--- RECORDS FOR PROCESSING ---
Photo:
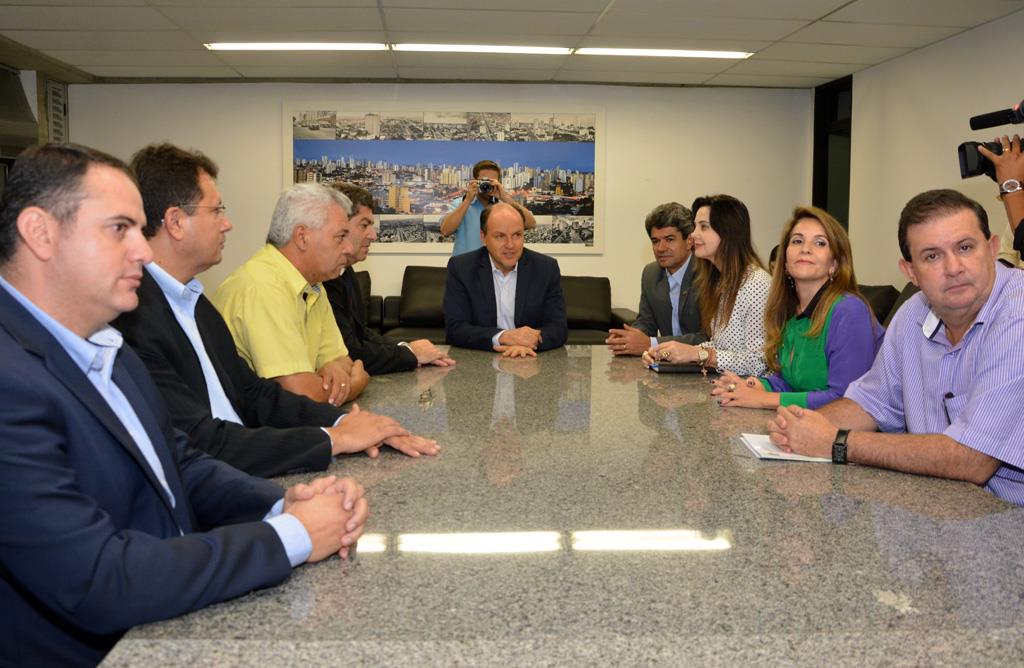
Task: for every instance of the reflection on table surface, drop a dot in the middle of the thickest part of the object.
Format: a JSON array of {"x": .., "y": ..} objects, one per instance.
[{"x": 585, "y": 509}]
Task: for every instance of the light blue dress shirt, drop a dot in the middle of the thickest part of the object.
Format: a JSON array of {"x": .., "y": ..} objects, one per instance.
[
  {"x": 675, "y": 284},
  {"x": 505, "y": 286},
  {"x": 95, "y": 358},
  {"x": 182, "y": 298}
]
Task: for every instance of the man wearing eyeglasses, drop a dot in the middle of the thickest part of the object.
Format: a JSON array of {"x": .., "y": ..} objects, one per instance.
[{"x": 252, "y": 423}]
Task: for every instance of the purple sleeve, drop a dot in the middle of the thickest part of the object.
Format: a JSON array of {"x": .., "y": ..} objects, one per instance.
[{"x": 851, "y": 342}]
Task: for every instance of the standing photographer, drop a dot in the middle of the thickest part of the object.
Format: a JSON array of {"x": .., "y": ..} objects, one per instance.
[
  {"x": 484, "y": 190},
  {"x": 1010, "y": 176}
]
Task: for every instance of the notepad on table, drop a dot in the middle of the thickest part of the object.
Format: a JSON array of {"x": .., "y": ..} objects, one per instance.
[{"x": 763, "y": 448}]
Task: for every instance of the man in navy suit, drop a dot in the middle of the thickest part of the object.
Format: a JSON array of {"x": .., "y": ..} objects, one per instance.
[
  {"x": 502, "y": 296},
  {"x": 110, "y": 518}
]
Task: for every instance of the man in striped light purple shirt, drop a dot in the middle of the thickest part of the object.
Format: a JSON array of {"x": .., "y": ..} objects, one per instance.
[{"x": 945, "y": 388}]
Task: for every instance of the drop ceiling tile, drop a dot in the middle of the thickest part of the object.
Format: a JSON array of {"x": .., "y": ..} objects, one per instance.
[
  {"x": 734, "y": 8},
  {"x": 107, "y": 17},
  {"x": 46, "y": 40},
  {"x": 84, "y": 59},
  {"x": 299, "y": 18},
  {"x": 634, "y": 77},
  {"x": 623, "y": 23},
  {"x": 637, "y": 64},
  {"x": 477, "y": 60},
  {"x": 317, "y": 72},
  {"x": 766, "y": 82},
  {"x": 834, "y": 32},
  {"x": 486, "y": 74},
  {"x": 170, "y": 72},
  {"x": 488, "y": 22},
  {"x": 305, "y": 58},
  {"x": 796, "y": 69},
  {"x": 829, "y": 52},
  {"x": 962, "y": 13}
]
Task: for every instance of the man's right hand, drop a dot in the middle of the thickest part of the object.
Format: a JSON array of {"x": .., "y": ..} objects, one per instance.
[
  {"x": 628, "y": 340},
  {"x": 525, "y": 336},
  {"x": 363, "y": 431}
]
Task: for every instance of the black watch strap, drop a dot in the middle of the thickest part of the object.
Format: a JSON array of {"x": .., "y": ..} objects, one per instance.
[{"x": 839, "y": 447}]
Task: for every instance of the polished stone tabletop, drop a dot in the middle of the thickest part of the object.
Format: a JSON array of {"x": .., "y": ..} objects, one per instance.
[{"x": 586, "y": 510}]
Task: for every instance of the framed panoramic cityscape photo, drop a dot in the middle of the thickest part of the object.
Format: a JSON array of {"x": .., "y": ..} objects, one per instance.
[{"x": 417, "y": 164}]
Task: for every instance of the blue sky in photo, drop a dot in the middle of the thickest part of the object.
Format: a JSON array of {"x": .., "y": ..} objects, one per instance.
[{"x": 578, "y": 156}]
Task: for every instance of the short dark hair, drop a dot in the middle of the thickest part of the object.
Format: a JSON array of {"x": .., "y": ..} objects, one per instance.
---
Skipping all pictures, set the listing down exactly as written.

## REPLY TO THE TASK
Photo:
Task: for every instance of the reflection on table surface, drop a dot in the middle of the thickest part of the object.
Format: a JSON array of {"x": .., "y": ..} objects, one per instance.
[{"x": 585, "y": 509}]
Task: for every instance of the light blue dress shirt, drop a dot in the middle of the thickest part of the object.
Format: a JSON array of {"x": .., "y": ..} objects, one per instance.
[
  {"x": 675, "y": 284},
  {"x": 505, "y": 286},
  {"x": 95, "y": 358},
  {"x": 182, "y": 298}
]
Task: for every instance of the man wearing eyeglasses, drop a dot in the middle of the thickest part of the object.
Format: a JSON array of {"x": .., "y": ..} objects, one per instance.
[{"x": 252, "y": 423}]
Task: for every instance of the purple sleeve, drop a dot in the middle of the thickest part of the object.
Format: a JSON array of {"x": .., "y": ..} objects, one per instance.
[{"x": 851, "y": 342}]
Task: for every instance of the standing photographer, drop a dot in the middle of the thickest part of the object.
Format: a JSON array of {"x": .., "y": ..} objects, one per instance.
[
  {"x": 484, "y": 190},
  {"x": 1010, "y": 176}
]
Task: for every instance of the notepad on table, drop a dot in the middle of the thickest part of the object.
Format: a JSON array of {"x": .., "y": ..} objects, one per instance.
[{"x": 763, "y": 448}]
Task: for every instance of the man in navy suit, drop a dot in the middle of the thickest part of the object.
Format: a JSON array of {"x": .., "y": ..} objects, one per instance.
[
  {"x": 502, "y": 296},
  {"x": 110, "y": 518}
]
Task: for every instance of the man in striped light purple shirt, drop a dot in the middle of the thickest part of the object.
Format: a JSON array of {"x": .., "y": ..} objects, one per instance.
[{"x": 945, "y": 388}]
Task: for every instance of the drop ceiling tile, drop a dot in the middle of the thickest part of the object.
Format: a JSON array of {"x": .., "y": ..} objects, one per instance.
[
  {"x": 734, "y": 8},
  {"x": 107, "y": 17},
  {"x": 46, "y": 40},
  {"x": 84, "y": 59},
  {"x": 299, "y": 18},
  {"x": 634, "y": 77},
  {"x": 623, "y": 23},
  {"x": 637, "y": 64},
  {"x": 477, "y": 60},
  {"x": 317, "y": 72},
  {"x": 766, "y": 82},
  {"x": 834, "y": 32},
  {"x": 486, "y": 74},
  {"x": 170, "y": 72},
  {"x": 488, "y": 22},
  {"x": 305, "y": 58},
  {"x": 796, "y": 69},
  {"x": 829, "y": 52},
  {"x": 962, "y": 13}
]
Task: for every instance of the man's right hand, drop a dot in the middle of the thickest part of the object.
Format: a JSON array of {"x": .., "y": ..} objects, one per instance.
[
  {"x": 628, "y": 340},
  {"x": 525, "y": 336},
  {"x": 363, "y": 431}
]
Task: for every instance of the black watch strap, drop a dot in the middle of the thickest part of the object.
Format: a JSON array of {"x": .., "y": ..} objects, one per instance.
[{"x": 839, "y": 447}]
Task: for every instance of the polished stone tabletop, drop a dot in the middle of the thickest part of the object.
Format: a JSON array of {"x": .., "y": ..} objects, one per instance.
[{"x": 586, "y": 510}]
Task: for every instance of the framed panoramic cityscape photo, drop a dot in the middle of the thickest part of the object.
Format: a JSON array of {"x": .., "y": ..} objects, one per instance.
[{"x": 417, "y": 164}]
Task: for every instance of the blue sky in photo, drop a dot in the middle of the thickest part of the object.
Format: a JSON array of {"x": .., "y": ..} objects, one per instance.
[{"x": 578, "y": 156}]
Task: for every instance of the short dark hair, drop a dot in the middle of the thickest part of the object.
Format: a JSON array of {"x": .., "y": ..} objects, one per instance.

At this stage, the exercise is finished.